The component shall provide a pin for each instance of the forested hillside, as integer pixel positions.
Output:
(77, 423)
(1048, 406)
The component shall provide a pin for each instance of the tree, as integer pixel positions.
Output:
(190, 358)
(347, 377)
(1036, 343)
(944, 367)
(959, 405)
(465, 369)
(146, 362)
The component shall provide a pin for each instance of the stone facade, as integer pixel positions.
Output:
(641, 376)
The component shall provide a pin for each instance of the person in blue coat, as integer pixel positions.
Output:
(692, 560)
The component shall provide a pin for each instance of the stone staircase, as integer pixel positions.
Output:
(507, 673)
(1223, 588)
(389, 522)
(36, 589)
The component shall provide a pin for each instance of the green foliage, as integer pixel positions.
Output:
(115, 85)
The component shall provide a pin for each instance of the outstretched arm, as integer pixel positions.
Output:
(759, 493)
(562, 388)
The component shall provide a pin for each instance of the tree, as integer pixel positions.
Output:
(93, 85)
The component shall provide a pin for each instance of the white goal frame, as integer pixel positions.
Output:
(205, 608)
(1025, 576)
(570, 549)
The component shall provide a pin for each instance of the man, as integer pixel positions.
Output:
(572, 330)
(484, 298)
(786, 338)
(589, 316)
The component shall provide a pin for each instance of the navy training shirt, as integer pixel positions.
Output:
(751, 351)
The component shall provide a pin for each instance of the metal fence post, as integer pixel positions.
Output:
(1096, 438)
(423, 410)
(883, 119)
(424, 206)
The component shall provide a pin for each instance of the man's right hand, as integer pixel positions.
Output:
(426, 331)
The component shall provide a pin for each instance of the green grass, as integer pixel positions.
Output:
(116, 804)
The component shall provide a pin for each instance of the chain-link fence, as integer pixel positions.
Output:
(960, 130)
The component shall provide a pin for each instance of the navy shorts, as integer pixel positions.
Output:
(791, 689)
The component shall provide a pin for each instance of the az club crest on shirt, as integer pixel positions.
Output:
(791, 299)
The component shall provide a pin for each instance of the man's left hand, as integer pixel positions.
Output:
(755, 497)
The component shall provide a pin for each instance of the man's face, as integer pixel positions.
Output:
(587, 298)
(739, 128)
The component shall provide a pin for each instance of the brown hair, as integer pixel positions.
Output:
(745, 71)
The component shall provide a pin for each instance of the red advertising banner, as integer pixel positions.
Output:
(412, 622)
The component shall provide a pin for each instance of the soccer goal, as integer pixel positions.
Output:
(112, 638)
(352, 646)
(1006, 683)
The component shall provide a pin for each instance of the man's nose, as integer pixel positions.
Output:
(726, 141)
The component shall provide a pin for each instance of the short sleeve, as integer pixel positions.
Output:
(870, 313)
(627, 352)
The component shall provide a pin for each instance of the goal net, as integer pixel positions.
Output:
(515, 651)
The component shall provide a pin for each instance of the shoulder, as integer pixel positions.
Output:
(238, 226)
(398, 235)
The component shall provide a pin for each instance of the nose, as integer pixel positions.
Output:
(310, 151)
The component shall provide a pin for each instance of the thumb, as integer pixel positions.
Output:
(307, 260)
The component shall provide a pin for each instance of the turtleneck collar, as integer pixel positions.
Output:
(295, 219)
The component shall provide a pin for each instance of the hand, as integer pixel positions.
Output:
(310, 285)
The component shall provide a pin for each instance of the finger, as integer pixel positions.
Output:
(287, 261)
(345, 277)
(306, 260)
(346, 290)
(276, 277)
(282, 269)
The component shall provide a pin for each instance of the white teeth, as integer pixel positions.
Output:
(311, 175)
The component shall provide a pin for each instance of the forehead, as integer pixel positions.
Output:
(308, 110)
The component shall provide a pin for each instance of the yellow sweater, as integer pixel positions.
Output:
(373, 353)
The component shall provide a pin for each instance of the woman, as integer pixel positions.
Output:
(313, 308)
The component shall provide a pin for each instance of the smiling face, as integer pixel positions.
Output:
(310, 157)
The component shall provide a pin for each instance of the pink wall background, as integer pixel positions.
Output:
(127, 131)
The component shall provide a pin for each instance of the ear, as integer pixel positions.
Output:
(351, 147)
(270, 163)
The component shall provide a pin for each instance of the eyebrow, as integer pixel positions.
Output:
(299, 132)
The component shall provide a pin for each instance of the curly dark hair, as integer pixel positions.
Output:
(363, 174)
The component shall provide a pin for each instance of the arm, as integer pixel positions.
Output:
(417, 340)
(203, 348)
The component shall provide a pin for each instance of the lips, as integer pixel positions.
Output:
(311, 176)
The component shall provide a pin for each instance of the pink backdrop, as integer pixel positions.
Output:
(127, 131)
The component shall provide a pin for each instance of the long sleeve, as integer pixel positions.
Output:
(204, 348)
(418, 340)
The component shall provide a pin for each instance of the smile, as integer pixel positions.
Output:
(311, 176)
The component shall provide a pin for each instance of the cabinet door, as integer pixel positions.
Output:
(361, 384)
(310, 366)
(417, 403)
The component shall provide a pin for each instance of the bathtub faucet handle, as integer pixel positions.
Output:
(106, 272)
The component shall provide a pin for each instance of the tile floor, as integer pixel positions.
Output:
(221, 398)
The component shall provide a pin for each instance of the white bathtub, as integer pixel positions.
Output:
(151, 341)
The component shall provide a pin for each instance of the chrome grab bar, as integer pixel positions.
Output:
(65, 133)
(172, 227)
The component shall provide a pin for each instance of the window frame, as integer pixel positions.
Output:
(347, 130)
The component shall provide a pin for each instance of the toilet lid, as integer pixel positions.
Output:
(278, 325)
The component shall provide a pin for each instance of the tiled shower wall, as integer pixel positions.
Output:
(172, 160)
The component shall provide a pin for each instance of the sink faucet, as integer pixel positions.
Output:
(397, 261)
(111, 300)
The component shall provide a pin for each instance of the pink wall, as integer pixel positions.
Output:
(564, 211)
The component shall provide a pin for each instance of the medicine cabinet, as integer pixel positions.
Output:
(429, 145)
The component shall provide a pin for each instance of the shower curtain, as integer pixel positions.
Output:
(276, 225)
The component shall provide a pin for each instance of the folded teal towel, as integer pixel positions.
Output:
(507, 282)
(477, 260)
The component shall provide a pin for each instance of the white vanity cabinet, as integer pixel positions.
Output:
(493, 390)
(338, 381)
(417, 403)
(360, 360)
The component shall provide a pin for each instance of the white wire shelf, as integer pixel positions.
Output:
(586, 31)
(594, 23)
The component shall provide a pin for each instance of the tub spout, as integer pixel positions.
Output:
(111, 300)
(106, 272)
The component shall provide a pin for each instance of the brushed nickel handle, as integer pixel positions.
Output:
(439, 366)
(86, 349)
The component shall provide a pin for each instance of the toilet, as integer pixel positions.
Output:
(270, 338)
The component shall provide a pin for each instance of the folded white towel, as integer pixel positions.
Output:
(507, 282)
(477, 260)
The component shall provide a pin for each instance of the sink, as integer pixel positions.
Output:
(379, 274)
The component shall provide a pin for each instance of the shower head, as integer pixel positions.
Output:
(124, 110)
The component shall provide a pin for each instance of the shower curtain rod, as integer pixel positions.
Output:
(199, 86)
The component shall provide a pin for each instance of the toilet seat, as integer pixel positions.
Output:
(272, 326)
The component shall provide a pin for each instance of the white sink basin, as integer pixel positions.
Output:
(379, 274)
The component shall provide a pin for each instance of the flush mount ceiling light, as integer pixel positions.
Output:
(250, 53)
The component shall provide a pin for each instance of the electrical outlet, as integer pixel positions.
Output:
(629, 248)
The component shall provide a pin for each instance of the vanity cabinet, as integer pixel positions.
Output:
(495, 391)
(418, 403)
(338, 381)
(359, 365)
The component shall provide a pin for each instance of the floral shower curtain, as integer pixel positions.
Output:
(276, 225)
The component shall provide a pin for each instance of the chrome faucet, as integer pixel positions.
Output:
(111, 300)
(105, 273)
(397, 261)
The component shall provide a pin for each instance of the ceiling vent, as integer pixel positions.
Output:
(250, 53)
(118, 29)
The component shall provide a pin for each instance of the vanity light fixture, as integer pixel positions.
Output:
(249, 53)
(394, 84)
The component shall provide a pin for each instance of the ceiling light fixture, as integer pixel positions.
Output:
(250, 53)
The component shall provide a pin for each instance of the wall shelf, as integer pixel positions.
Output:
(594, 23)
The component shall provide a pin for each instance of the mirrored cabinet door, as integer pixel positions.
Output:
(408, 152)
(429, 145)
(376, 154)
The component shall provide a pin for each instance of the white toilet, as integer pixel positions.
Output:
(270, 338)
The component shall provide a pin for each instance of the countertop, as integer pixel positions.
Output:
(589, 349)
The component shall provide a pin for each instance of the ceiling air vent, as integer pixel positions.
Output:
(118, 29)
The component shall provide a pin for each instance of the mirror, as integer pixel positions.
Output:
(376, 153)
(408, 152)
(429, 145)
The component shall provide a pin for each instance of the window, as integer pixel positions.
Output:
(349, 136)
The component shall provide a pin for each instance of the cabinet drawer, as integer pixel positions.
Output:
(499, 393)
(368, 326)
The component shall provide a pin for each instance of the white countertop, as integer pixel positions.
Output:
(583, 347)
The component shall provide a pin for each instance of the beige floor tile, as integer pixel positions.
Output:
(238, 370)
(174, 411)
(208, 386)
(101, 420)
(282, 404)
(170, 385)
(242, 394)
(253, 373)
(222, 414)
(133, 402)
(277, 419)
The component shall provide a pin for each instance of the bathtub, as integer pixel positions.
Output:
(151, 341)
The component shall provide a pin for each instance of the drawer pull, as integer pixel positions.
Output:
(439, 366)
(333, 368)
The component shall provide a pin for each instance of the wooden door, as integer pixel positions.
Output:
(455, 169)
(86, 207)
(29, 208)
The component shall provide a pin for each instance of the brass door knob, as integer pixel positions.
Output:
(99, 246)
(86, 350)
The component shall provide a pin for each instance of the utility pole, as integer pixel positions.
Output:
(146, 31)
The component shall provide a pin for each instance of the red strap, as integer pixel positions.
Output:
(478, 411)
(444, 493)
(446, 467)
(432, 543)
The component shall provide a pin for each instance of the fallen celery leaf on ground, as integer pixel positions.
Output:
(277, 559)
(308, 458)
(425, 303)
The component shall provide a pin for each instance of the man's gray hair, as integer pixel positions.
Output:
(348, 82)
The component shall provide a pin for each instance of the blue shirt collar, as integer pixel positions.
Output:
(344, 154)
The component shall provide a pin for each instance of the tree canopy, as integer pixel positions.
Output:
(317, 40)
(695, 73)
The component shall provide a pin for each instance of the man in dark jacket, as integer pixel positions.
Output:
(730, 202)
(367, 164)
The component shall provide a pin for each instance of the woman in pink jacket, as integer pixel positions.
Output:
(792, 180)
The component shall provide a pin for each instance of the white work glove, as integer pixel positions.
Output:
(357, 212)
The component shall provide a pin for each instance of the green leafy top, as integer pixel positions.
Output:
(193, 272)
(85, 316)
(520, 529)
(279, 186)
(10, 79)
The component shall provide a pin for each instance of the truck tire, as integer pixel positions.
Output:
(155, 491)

########################################

WHAT YOU HAVE TO DO: Copy out, from the listing above, every line that contains the string "shower".

PROBLEM SOLUTION:
The component shall provide a pin for each instance of the tiled shower wall, as integer pixel positions.
The component shall provide a pin for each instance of the shower curtain, as integer pixel positions.
The component shall provide a pin for each instance of the shower head, as integer pixel positions.
The component shall provide a pin for each instance of the shower curtain rod, as integer pixel positions.
The component shall provide a pin for each instance of the floral shower curtain, as integer pixel positions.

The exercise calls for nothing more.